[TASK REQUIREMENTS]
Nothing should be left out: output all of the entries exactly.

[EXTRACTED INFORMATION]

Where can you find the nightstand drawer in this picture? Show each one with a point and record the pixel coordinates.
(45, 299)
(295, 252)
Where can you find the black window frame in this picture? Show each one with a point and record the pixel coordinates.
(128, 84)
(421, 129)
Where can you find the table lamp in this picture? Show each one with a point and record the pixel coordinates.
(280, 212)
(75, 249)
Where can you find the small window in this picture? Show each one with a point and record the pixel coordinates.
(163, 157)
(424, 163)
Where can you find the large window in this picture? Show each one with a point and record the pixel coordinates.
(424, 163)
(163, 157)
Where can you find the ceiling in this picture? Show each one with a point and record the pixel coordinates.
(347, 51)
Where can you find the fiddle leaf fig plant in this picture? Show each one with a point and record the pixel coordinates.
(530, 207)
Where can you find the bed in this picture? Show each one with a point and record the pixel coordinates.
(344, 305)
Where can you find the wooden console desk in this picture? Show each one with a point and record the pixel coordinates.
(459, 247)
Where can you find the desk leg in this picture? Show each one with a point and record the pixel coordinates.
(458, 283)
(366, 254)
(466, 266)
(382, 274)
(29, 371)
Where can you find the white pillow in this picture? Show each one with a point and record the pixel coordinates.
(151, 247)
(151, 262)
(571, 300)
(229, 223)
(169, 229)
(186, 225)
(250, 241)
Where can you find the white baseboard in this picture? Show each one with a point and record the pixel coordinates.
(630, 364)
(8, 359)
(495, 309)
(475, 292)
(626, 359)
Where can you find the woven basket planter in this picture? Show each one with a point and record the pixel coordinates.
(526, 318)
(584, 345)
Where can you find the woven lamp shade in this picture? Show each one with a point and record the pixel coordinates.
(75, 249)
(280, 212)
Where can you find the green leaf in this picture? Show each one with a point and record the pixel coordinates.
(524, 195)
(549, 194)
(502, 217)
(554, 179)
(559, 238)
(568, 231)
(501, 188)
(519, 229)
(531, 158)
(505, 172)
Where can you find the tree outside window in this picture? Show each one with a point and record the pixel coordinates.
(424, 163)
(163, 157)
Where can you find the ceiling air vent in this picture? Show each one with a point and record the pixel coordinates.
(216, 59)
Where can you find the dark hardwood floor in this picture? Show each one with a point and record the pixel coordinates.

[WORKED SOLUTION]
Where can you find the nightstand drawer in this picture? Show each one with a point and record the pixel coordinates.
(45, 299)
(295, 252)
Where can you find the black window frame in this picture? Show each one with a point and record the pixel coordinates.
(128, 84)
(421, 129)
Where can you find the table lamp in this picture? Show each one with a point and record the pixel coordinates.
(280, 212)
(75, 249)
Where can you find the small window in this picture? Show each one with a point and record the pixel coordinates.
(163, 157)
(424, 163)
Where can you find the large window in this picture? Show each one with a point and record the pixel coordinates.
(424, 163)
(163, 157)
Where can you find the ceiling in this picture? Show each one with a point and record the pixel coordinates.
(347, 51)
Where can you find the fiddle leaf fig plant in this picture? Show each one with a point and record the pixel coordinates.
(530, 207)
Where can you find the bed in this picture? Show each one with a point and record the pixel coordinates.
(344, 305)
Where can you find the wooden console desk in this picture? Show each one with a point and record the pixel coordinates.
(459, 247)
Where can you find the desk leg in this picture? Show each one with a point and record the pixel coordinates.
(458, 283)
(366, 254)
(466, 266)
(382, 274)
(29, 371)
Where can you find the white pillow in this picture? Show each one with a point and record the pixel coordinates.
(151, 247)
(151, 262)
(571, 300)
(229, 223)
(169, 229)
(186, 225)
(250, 241)
Where can you find the white baseboard in this picture? Show each one with a point and record the pixel coordinates.
(630, 364)
(8, 359)
(495, 309)
(475, 292)
(626, 359)
Where can you find the woven basket planter in this picture? Show each one with a point and record the pixel coordinates.
(526, 318)
(584, 345)
Where can you find the woven lamp shade in this picture? Show each one with a point and record the pixel coordinates.
(75, 249)
(280, 212)
Where can you find the green leaf in this picture? Show each one with a point and record the pixel coordinates.
(524, 195)
(549, 194)
(502, 217)
(554, 179)
(559, 238)
(568, 231)
(501, 188)
(519, 229)
(531, 158)
(505, 172)
Where can you find the tree outside window in this picture? Show each one with a point and record the pixel coordinates.
(424, 163)
(163, 157)
Where can you find the ceiling air vent in this picture? Show each one with a point and record the pixel coordinates.
(216, 59)
Where can you find the dark hardwood floor in this picture? Show each one with a point and record the pixel coordinates.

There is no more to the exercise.